→ **TASK DIRECTIONS**
Copy verbatim the lines of the entries from the line containing "Each instance of the metal" through the line containing "Target: metal lettering on arch", both lines included.

→ **DATA LINES**
● ● ●
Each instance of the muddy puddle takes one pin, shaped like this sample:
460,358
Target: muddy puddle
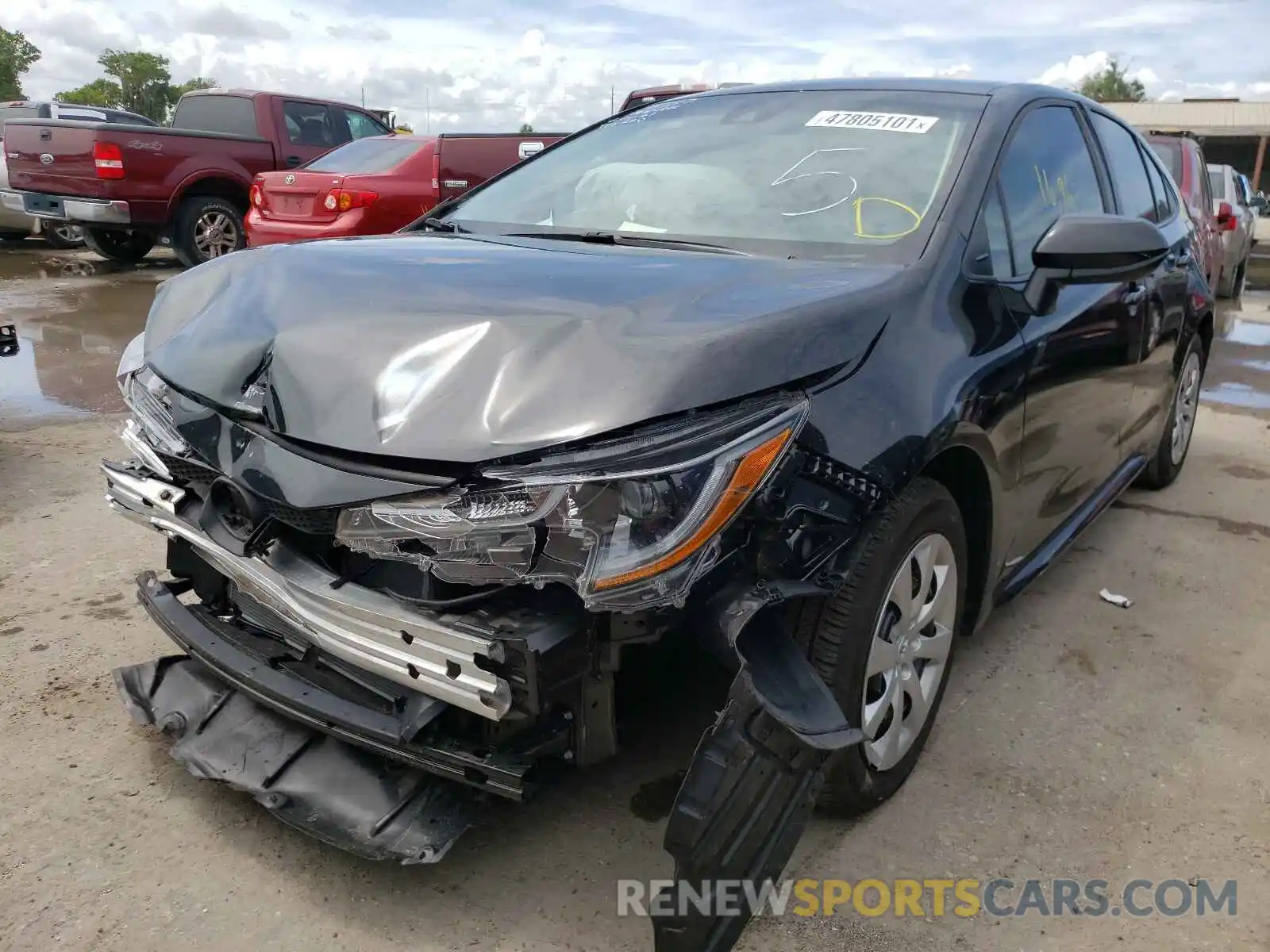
● ● ●
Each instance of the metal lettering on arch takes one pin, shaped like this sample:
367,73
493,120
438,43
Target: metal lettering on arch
● ● ●
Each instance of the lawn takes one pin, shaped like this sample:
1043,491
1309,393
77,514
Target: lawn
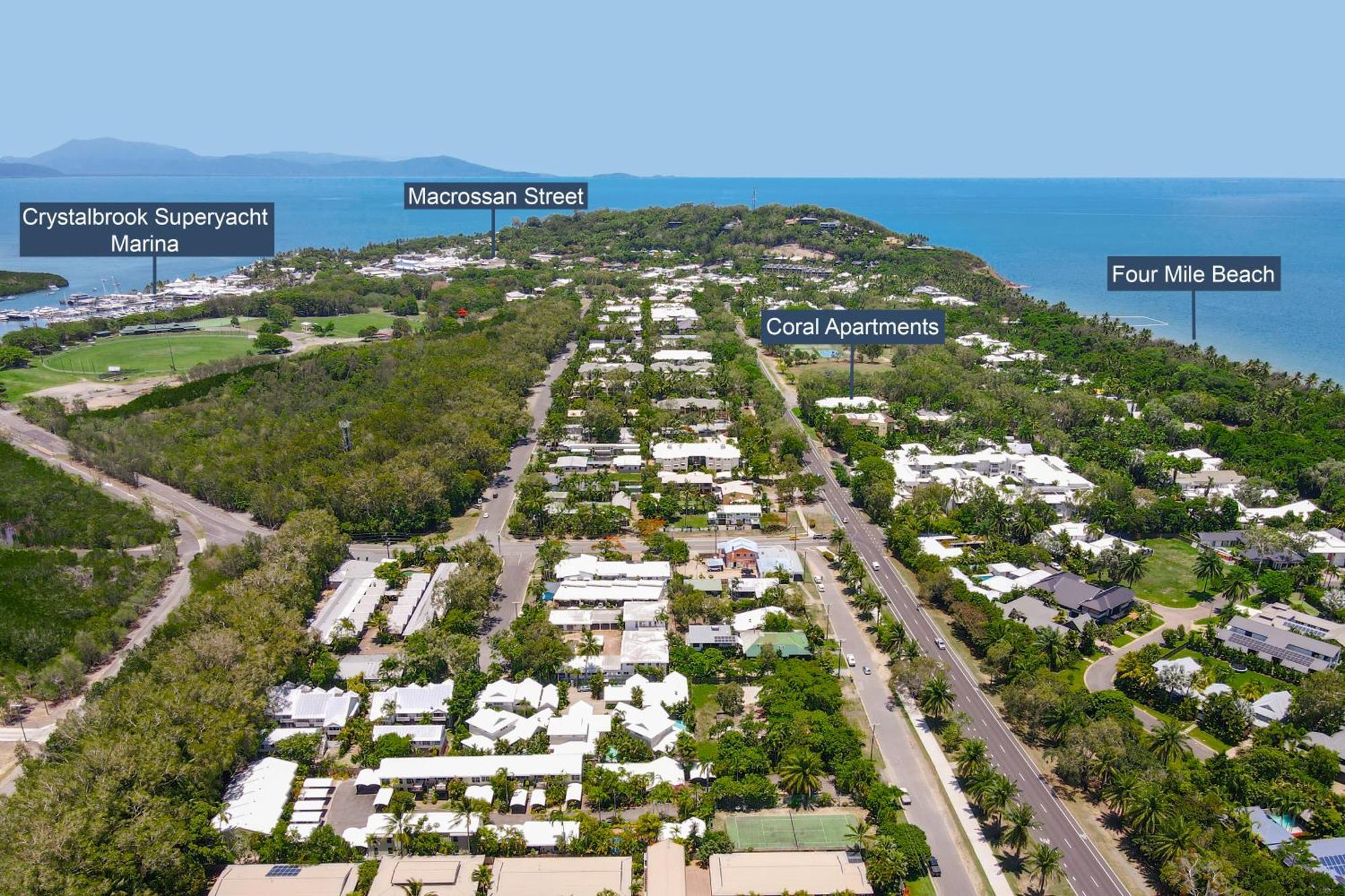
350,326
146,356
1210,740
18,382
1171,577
● ● ●
→ **FINISHED EXERCISE**
Each instance of the metal lettering on arch takes one pin, shaped like this sample:
367,73
493,120
438,43
Target: metal lettering on arch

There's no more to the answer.